Location identification entries:
—————

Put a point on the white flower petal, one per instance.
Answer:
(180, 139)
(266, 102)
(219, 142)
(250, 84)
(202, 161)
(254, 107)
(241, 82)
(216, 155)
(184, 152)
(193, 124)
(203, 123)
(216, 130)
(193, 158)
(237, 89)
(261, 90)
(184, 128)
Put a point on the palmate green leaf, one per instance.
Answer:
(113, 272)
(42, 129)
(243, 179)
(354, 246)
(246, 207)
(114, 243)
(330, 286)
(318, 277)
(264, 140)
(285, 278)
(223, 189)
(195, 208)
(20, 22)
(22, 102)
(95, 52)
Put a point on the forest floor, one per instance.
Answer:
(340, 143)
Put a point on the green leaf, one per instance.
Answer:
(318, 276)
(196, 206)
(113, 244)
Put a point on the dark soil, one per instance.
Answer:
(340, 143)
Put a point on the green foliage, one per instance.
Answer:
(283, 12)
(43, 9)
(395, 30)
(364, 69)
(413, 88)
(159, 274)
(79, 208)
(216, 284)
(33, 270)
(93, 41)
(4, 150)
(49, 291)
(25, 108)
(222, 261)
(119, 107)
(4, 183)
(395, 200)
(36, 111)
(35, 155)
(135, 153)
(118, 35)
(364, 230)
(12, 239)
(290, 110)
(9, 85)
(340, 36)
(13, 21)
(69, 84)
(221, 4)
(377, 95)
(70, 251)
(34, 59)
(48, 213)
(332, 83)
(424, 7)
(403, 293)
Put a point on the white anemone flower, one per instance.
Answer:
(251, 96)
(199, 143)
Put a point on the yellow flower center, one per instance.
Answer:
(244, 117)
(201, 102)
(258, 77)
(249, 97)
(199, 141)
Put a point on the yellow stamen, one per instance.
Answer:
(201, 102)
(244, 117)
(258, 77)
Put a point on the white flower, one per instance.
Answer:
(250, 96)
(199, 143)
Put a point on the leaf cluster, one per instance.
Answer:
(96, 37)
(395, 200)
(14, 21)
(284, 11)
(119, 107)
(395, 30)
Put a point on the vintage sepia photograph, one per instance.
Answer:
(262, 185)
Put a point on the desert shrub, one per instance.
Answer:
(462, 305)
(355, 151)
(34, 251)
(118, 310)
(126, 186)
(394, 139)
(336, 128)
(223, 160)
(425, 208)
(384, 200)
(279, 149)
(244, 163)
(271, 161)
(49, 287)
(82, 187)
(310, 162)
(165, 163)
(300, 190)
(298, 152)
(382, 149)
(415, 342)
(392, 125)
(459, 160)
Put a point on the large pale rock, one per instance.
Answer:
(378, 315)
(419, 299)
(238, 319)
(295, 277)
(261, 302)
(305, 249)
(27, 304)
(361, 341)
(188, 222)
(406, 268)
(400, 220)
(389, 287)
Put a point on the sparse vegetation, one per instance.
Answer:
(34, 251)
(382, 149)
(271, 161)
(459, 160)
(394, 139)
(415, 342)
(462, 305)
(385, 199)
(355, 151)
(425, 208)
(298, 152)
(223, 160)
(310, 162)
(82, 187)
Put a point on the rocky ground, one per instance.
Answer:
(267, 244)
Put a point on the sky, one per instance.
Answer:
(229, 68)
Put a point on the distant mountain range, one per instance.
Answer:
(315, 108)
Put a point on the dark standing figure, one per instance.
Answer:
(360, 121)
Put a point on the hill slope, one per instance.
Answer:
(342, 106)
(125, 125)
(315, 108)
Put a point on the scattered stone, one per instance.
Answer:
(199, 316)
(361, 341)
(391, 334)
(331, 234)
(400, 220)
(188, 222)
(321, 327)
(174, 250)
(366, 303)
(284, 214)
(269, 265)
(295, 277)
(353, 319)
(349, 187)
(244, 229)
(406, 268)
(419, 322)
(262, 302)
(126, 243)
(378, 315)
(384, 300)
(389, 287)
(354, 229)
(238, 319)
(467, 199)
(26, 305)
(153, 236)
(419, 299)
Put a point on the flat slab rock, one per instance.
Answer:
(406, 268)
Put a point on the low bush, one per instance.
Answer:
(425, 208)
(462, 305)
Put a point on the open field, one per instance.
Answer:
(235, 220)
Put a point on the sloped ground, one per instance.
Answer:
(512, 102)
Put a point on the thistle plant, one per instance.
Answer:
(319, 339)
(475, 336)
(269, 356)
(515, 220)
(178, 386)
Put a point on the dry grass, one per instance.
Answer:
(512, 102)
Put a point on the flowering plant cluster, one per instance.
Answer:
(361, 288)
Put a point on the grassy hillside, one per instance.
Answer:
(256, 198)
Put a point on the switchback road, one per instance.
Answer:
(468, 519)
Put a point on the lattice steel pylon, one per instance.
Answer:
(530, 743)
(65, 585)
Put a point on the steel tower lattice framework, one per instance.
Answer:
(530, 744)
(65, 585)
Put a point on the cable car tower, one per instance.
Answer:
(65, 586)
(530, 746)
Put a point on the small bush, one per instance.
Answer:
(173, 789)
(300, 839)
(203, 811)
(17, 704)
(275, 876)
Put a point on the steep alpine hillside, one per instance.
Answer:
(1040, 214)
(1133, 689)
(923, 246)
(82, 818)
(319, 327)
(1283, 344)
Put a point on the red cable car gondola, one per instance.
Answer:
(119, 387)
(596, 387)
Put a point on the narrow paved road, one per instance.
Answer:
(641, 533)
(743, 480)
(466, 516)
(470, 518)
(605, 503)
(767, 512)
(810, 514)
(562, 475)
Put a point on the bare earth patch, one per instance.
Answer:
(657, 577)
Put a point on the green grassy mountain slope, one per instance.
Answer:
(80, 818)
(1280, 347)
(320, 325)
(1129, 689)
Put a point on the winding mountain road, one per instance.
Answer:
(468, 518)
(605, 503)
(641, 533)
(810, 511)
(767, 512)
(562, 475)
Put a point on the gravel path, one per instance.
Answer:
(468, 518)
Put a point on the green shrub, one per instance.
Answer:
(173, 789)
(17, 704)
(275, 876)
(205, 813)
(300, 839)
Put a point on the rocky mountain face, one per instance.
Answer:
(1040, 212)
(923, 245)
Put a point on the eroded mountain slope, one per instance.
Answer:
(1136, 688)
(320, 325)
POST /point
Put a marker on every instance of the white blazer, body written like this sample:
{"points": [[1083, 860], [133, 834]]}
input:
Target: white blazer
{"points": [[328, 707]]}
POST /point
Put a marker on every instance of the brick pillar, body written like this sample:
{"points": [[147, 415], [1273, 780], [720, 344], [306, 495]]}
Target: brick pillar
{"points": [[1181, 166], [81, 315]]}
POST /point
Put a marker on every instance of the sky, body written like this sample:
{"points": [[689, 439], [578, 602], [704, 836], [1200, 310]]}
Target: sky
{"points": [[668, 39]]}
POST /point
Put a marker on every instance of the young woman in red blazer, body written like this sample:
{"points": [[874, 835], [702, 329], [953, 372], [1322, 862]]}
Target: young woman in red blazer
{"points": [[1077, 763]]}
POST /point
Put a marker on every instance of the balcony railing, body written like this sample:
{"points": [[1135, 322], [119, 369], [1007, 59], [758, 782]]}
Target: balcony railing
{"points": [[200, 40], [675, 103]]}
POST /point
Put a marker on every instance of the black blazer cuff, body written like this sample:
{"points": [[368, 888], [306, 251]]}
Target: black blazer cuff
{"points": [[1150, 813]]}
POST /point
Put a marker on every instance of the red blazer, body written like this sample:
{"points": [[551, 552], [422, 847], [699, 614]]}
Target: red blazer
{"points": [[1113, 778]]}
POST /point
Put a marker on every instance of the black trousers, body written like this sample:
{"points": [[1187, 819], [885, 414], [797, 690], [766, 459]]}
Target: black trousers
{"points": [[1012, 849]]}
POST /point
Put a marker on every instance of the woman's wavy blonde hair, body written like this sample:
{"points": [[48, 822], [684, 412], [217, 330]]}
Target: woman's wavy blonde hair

—————

REQUIREMENT:
List each line in the records that contains the string "white". Case counts.

ANSWER:
Put a point on the white flower petal, one per instance.
Put a point on the white anemone flower, one per instance.
Put a point on the white flower, one per instance.
Put a marker on every instance of the white blazer, body written like this sample:
Target: white blazer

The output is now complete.